WHAT THE TASK REQUIRES. Report the number of lines in the material below that contain "people", without any other words.

-- GIVEN DATA follows --

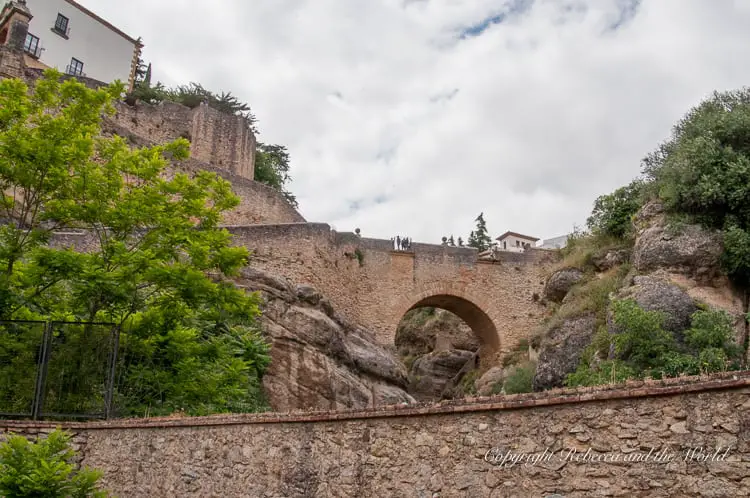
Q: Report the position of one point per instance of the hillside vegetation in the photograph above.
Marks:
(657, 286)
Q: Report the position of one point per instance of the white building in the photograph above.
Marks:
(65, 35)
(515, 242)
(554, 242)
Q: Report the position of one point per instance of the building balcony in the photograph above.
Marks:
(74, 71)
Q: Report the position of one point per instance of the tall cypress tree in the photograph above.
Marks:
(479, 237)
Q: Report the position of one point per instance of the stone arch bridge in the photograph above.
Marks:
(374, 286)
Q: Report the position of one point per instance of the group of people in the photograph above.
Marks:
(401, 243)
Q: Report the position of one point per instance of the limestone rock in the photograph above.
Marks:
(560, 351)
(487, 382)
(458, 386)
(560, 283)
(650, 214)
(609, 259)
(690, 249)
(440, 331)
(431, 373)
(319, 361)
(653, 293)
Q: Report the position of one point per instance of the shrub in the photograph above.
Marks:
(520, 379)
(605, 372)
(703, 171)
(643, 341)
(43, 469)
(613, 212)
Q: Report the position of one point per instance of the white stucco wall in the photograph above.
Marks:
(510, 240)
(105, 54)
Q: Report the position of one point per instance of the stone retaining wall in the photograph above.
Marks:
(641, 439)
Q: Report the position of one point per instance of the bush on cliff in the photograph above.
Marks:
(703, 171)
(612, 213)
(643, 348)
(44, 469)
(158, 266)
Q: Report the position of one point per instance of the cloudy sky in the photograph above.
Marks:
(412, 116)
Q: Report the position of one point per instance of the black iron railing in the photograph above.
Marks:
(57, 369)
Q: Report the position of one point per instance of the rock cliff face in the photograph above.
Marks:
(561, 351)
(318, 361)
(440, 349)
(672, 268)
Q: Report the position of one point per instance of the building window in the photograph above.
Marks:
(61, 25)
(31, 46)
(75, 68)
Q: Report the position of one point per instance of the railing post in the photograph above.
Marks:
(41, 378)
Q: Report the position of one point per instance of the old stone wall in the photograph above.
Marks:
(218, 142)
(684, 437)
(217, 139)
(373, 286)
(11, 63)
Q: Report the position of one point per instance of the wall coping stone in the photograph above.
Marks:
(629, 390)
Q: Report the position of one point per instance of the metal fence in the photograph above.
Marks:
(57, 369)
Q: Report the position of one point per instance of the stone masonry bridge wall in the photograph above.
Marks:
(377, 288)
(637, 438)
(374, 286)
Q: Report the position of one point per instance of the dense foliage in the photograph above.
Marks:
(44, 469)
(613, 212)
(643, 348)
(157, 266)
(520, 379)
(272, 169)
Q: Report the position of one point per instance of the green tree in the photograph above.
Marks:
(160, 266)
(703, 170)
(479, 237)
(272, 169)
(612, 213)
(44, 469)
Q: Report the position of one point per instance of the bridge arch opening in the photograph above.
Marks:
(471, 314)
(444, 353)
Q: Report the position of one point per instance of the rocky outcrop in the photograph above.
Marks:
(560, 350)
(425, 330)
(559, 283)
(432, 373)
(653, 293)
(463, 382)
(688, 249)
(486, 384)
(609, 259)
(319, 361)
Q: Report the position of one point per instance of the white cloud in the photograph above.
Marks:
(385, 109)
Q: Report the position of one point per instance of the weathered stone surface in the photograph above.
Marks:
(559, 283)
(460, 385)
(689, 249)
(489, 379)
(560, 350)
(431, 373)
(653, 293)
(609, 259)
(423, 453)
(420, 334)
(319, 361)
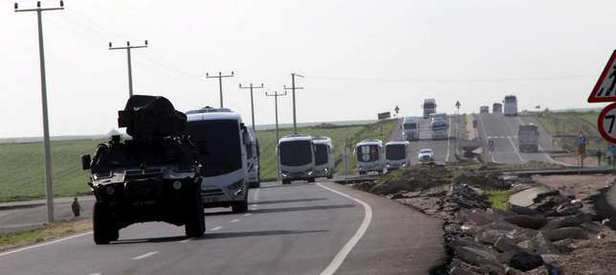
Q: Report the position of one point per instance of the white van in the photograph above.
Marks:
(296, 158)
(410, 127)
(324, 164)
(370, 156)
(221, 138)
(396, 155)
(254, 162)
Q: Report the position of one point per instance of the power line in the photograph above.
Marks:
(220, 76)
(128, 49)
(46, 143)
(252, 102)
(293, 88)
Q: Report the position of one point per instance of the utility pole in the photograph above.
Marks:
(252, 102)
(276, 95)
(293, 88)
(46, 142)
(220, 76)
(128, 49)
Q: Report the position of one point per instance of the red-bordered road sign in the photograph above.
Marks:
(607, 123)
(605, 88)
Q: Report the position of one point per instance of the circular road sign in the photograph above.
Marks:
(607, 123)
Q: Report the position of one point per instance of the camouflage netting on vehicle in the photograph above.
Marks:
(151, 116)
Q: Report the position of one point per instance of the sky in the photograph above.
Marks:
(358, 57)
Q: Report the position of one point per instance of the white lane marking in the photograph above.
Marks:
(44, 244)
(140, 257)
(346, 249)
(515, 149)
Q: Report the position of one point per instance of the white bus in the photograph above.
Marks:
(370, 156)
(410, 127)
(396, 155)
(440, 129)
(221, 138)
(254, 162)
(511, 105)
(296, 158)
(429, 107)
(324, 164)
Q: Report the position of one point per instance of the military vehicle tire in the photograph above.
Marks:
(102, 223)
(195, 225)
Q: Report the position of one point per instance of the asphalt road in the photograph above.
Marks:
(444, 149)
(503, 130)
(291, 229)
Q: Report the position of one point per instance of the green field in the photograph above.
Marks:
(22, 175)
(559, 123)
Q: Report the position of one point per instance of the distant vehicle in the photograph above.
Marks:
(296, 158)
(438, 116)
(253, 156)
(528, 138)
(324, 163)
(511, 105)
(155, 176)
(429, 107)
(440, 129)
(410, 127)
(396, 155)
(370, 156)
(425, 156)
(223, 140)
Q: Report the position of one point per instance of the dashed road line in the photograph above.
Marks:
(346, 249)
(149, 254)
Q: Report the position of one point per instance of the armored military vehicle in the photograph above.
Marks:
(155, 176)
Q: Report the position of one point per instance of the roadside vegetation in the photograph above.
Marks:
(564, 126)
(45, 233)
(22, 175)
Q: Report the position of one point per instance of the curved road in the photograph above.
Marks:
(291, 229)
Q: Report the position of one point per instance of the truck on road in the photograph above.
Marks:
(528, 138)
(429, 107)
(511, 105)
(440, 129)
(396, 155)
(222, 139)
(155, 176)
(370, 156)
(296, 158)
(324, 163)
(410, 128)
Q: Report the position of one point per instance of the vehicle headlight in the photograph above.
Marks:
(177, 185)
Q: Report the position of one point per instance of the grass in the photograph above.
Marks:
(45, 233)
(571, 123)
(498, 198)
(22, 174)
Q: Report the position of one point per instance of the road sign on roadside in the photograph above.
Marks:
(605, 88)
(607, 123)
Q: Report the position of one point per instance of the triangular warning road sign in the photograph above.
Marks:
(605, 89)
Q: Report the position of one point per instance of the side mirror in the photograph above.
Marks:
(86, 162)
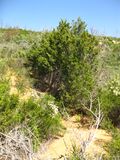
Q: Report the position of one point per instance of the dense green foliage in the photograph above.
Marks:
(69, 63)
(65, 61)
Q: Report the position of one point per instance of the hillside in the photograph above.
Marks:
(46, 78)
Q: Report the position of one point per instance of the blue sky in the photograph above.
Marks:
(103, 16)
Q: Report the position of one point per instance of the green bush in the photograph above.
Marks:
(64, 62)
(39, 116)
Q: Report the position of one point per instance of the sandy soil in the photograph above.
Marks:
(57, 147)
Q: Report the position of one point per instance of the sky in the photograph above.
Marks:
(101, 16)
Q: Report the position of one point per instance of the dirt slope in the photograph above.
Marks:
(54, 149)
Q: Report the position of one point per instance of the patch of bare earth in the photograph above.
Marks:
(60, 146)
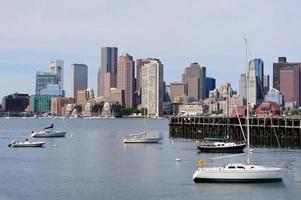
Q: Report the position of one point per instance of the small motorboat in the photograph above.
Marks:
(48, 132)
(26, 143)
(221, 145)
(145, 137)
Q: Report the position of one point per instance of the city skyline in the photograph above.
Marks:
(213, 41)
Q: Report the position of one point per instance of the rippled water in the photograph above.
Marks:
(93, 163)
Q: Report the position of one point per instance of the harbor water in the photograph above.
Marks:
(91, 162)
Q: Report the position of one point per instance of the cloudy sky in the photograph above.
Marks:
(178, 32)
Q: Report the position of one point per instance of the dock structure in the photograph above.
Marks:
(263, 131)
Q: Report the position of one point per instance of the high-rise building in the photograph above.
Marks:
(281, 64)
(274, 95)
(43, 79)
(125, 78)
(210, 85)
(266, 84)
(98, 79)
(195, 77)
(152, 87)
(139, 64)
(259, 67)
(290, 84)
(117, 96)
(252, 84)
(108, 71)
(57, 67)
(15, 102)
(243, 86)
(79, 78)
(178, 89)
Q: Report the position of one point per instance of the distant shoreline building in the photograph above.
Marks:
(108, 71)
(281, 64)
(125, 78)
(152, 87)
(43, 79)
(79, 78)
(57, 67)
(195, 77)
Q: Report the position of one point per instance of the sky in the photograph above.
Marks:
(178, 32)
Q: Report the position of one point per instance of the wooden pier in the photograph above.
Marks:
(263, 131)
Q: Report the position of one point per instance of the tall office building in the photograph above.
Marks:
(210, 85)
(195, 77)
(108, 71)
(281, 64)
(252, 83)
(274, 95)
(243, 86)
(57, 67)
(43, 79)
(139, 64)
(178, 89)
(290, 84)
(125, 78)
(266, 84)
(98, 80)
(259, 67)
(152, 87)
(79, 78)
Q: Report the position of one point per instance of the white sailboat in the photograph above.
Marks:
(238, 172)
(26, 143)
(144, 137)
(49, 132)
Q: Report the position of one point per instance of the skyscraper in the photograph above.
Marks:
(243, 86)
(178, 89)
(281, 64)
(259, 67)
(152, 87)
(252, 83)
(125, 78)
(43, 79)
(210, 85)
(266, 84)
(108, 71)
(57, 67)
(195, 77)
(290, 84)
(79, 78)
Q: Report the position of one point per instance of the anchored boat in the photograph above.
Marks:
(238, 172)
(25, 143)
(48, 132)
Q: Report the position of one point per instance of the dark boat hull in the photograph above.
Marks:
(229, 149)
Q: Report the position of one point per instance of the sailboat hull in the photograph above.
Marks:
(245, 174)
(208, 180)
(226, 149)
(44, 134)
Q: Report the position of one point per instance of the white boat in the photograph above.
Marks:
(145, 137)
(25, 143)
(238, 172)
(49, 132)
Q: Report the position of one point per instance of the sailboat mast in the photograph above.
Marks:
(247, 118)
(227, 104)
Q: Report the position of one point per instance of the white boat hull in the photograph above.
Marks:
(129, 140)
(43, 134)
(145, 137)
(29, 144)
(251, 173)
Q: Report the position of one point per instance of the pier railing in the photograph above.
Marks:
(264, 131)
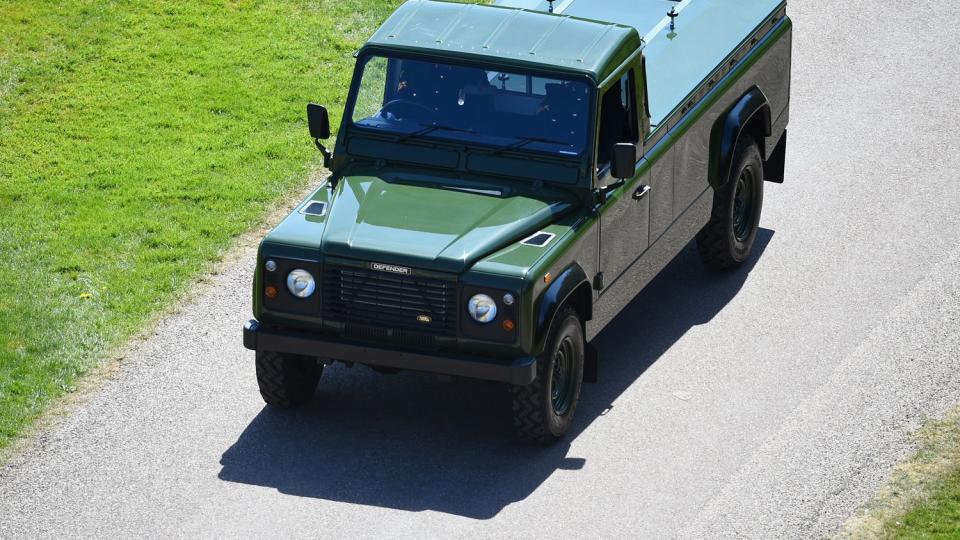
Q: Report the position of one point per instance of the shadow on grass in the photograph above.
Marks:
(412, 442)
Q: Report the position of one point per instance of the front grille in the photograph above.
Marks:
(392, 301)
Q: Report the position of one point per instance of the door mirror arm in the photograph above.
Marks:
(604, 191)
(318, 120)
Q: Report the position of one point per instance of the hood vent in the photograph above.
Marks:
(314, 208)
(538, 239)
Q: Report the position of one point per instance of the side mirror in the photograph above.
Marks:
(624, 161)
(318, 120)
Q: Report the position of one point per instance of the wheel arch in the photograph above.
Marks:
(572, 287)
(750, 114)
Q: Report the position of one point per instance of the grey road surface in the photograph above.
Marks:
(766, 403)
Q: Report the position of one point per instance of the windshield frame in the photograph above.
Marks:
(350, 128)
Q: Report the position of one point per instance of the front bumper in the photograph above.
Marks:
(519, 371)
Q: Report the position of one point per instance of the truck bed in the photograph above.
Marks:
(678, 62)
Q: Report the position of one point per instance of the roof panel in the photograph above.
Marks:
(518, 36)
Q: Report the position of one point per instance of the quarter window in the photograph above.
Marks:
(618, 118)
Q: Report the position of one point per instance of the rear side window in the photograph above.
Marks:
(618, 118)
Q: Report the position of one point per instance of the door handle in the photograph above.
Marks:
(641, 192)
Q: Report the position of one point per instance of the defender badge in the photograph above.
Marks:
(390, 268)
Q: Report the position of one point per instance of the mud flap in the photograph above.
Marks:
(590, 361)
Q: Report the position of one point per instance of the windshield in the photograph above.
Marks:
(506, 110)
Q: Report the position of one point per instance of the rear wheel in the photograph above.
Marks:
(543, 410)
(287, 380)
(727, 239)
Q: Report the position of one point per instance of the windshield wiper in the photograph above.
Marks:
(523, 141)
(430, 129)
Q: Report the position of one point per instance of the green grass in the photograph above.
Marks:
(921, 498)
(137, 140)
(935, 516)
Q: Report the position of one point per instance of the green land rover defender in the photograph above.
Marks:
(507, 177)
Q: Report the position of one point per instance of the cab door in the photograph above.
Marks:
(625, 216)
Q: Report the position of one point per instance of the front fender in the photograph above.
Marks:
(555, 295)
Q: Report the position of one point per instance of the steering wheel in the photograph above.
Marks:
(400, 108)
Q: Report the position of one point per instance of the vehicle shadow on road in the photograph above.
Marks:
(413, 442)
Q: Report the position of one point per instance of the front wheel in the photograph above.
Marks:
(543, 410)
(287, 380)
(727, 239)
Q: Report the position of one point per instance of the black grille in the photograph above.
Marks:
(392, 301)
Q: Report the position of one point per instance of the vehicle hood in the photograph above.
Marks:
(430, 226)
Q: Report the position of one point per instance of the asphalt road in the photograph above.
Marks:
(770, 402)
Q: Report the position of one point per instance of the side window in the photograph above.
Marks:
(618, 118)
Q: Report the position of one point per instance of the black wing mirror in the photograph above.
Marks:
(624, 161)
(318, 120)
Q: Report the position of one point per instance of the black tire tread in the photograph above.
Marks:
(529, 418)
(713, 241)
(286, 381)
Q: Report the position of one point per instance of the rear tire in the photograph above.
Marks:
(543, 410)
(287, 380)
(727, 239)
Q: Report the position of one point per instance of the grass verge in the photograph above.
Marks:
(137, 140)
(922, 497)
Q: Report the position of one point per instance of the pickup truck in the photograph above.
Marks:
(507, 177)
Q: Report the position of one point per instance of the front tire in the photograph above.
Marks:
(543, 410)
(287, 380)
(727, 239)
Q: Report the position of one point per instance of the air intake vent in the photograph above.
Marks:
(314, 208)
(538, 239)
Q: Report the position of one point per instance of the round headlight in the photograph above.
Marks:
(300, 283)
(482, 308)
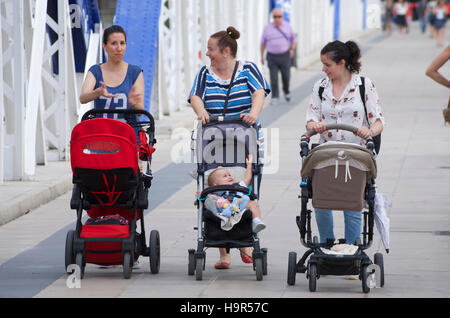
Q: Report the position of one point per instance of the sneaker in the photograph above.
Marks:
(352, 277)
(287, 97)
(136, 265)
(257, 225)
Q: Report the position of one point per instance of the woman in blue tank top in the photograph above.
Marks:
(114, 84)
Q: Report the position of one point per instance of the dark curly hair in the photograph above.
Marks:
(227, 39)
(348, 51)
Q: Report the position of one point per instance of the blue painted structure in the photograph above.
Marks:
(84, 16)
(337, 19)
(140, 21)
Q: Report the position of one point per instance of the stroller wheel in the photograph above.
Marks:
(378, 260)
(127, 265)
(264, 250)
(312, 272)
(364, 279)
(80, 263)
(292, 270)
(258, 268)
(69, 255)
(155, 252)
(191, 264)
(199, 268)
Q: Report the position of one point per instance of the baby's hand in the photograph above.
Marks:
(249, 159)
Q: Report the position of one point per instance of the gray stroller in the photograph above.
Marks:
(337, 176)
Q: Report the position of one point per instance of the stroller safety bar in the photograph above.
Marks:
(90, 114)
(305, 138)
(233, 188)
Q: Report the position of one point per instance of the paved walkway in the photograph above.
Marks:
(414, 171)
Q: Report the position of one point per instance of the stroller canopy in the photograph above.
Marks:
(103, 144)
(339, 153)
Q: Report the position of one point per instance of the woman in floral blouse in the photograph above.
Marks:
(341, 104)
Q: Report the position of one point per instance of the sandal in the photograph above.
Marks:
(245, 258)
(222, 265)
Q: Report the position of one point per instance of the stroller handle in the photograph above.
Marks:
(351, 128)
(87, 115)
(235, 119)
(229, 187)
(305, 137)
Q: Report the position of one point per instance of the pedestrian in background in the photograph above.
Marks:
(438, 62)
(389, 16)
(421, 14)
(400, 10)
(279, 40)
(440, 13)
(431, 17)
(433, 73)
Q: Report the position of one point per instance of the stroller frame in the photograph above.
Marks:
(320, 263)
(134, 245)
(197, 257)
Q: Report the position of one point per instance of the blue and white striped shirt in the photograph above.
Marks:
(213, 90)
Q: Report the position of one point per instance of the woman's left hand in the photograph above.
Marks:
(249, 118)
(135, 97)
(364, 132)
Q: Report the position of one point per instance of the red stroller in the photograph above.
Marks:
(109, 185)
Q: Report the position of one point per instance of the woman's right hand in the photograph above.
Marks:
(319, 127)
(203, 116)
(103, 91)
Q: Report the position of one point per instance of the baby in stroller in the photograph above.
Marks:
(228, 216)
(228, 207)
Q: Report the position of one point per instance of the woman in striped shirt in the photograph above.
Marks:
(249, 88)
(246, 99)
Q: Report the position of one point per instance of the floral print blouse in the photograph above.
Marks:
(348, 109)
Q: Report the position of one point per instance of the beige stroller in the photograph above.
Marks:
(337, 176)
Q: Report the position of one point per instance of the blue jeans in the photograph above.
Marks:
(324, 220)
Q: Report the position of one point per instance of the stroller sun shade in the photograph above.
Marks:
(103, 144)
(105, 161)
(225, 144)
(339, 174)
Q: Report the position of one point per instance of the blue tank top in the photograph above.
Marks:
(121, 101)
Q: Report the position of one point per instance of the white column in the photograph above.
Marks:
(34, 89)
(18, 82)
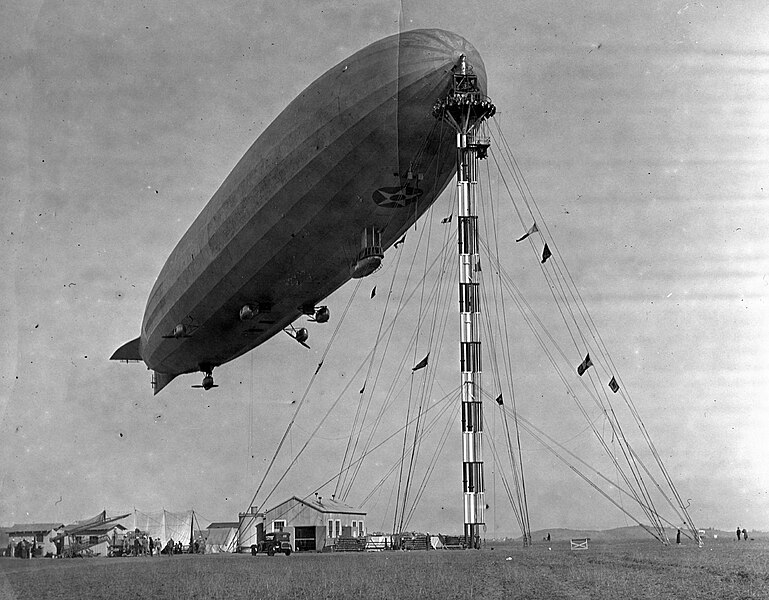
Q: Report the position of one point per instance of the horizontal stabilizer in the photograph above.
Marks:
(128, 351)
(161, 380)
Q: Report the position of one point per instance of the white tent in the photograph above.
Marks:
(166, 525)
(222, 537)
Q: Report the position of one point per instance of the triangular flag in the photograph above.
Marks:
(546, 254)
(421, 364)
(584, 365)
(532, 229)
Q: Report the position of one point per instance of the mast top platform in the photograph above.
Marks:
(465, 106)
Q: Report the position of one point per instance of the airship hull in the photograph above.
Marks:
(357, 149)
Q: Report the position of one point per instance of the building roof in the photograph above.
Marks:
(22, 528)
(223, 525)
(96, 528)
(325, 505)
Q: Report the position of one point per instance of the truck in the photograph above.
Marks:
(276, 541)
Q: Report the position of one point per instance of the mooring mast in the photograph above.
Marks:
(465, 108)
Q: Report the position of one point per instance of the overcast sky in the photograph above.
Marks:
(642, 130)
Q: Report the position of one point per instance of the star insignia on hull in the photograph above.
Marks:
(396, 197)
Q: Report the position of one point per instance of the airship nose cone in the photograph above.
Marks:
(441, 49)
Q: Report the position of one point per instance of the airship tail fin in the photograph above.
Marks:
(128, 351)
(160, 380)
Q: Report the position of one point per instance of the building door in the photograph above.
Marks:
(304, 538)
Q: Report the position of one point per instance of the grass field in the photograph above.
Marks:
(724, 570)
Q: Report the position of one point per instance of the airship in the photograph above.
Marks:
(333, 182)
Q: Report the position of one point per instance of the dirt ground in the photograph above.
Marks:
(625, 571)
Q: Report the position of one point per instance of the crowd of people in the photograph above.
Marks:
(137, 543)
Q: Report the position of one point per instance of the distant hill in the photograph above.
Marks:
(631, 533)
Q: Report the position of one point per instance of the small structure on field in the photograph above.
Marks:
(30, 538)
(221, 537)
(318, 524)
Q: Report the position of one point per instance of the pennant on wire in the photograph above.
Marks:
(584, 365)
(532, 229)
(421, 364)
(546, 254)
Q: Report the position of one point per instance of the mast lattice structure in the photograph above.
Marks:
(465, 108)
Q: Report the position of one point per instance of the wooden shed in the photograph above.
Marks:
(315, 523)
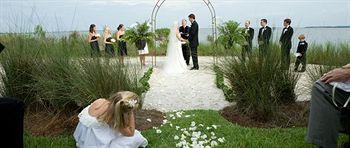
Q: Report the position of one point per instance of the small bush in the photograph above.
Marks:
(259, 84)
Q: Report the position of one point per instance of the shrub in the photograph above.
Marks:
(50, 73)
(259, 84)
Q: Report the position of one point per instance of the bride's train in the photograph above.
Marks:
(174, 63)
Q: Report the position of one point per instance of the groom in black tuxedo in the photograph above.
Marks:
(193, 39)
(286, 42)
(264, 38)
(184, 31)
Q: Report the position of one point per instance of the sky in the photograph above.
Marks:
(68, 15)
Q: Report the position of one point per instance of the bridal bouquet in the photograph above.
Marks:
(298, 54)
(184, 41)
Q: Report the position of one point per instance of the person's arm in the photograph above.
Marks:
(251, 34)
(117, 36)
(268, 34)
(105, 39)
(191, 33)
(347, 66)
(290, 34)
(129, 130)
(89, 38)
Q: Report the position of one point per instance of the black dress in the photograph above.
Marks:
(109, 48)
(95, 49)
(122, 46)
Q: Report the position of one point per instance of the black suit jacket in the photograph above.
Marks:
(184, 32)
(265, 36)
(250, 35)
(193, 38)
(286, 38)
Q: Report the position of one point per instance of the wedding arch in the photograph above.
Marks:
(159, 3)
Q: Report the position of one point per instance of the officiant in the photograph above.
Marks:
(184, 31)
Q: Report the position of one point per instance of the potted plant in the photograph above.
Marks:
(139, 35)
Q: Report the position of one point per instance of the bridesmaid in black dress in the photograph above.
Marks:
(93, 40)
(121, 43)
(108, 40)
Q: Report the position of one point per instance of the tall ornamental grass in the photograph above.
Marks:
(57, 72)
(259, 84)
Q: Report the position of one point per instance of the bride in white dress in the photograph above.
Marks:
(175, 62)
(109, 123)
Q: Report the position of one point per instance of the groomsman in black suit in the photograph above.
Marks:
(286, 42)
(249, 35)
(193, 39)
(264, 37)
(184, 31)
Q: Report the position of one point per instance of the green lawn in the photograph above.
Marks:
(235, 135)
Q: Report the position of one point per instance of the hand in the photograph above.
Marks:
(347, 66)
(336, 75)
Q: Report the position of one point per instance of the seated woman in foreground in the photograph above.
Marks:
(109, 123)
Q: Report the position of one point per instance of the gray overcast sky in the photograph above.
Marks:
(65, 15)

-- GIVEN DATA concluded --

FINAL ANSWER. 2